▶ [WHAT YOU HAVE TO DO] Produce an exact copy of the lines from the line that contains "In the photograph above, where can the white stork" to the end of the listing below.

▶ [DATA PROVIDED]
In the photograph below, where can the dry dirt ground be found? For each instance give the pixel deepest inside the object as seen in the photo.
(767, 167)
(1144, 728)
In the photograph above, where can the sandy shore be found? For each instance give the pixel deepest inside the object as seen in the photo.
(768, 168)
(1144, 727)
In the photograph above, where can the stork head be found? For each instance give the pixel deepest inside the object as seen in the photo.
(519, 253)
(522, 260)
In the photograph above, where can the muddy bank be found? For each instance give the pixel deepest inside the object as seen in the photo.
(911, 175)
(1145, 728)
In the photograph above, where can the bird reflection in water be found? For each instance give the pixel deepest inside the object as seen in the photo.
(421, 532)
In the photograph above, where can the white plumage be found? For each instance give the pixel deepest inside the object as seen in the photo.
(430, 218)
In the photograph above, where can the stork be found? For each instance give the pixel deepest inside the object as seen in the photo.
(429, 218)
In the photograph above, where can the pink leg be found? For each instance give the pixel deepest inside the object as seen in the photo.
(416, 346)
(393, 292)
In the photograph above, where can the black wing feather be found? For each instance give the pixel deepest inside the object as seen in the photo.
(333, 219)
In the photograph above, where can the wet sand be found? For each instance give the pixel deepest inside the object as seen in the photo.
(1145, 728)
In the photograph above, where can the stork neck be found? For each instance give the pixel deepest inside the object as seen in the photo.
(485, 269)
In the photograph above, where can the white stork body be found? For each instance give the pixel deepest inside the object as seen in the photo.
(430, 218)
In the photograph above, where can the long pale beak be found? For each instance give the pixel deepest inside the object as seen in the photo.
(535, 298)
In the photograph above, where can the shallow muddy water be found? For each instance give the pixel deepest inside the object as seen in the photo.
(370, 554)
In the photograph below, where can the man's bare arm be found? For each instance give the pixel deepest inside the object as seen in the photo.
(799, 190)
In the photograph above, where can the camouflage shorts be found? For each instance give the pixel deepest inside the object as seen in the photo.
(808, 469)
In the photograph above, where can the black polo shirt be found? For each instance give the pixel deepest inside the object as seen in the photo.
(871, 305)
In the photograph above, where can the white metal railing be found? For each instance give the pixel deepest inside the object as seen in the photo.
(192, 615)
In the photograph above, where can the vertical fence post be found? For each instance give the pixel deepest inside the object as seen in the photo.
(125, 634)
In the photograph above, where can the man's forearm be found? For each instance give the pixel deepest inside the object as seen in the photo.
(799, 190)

▶ [RESULT FOR THIS EXERCISE]
In the photograph above, where can the white stork body be found? For each instance give the pixel deepest inside the object as seen in the photo.
(430, 218)
In the photograph above, where can the long pale beak be found? For each instance give the pixel deepest inside the object as seen in the photo.
(535, 298)
In the photograph above, where can the shallow muddy water be found? For each instance give the pixel deepest inside the object as seen in the photo.
(370, 554)
In the photograph below, where can the man's bare arm be found? For each instance give the pixel deepest inside the object as seen in the photo.
(799, 190)
In the photograph above, where can the camouflage shorts be found? For each instance give the pixel deepest inside the object as seen in the photo.
(808, 469)
In the photograph above, where can the black polo shirt be found? For each instance give the pixel deepest inside the object as seen in the photo.
(871, 305)
In the photograph above, where can the white metal railing be found? For each instance give the pixel deepest inside the object as seen in the photo.
(192, 615)
In the photograph above, where can the vertical fence post be found? For each instance give the pixel deepest inside the object as seen in the photo.
(125, 634)
In the photograph above, where can the man's forearm be found? For each instance give the pixel deepest inside the object as seen in the photo.
(799, 190)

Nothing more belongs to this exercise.